[Location annotation dataset excerpts]
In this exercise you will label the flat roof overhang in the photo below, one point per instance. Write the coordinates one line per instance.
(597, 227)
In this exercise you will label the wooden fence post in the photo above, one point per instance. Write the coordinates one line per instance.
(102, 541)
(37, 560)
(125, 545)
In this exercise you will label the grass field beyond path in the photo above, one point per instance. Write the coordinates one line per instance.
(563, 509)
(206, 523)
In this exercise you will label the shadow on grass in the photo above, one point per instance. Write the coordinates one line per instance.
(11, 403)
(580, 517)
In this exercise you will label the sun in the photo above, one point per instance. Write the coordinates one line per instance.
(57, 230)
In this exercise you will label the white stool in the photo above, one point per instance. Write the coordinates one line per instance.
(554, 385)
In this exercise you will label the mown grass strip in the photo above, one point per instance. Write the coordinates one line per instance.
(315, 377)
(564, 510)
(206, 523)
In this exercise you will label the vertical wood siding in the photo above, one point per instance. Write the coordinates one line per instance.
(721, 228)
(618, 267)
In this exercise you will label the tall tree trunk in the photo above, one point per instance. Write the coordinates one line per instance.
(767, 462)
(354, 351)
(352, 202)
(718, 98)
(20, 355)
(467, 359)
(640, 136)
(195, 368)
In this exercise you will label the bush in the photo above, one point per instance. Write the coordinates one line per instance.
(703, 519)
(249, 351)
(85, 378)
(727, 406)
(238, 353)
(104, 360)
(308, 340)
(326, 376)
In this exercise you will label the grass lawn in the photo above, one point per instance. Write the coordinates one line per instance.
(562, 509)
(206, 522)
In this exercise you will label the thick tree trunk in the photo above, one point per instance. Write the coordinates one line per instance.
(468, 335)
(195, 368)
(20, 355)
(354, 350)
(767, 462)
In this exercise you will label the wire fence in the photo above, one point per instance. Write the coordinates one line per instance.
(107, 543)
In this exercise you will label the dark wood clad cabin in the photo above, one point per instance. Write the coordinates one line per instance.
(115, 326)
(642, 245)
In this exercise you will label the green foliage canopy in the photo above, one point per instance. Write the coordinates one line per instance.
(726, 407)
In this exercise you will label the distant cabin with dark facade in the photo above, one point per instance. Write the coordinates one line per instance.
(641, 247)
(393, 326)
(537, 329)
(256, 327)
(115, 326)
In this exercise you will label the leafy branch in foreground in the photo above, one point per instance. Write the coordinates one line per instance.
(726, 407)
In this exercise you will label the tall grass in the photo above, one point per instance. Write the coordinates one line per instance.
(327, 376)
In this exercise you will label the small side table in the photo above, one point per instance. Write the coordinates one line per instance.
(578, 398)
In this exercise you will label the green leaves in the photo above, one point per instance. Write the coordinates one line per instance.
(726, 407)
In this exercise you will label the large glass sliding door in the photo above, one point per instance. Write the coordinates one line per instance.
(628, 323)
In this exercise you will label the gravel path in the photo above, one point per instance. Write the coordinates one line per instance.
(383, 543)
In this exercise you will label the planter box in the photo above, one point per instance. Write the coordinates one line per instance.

■ Instructions to follow:
Quote, word for word, every line starting at the one that contains "In this exercise you will label the green foliage" and ending with the final line of the entries.

■ Response to the task:
In this exercise you will label the green foliage canopy in the photo above, one point per instance. Write the coordinates one line per instance.
(726, 407)
In this exercise you will label the distant cabin with dark facade in the photo above, one point per instance. Write the coordinates one line per instance.
(641, 247)
(393, 326)
(537, 329)
(256, 327)
(115, 326)
In this exercise you will label the leafy branch in foreground in the photo above, one point per instance. Write the coordinates one line per instance.
(726, 407)
In this exercise you will label the tall grass in the photo above, one point per instance. Write the coordinates one line per instance.
(327, 376)
In this exercise you will label the small side table in the photo above, one point per instance. Write the coordinates one line per instance.
(578, 398)
In this exercise you will label the green leaves in the photo above, one point per instance. Write the coordinates one line per instance.
(726, 407)
In this exercise you will label the large glass sliding door in the photo above, one point per instance. Write the coordinates one line per instance.
(628, 323)
In this exercise you will label the gravel path in the photo above, one point per instance. Write the coordinates one line per instance.
(383, 543)
In this exercise you will label the planter box in the photo above, one point per instance. Write the coordinates one line per instance.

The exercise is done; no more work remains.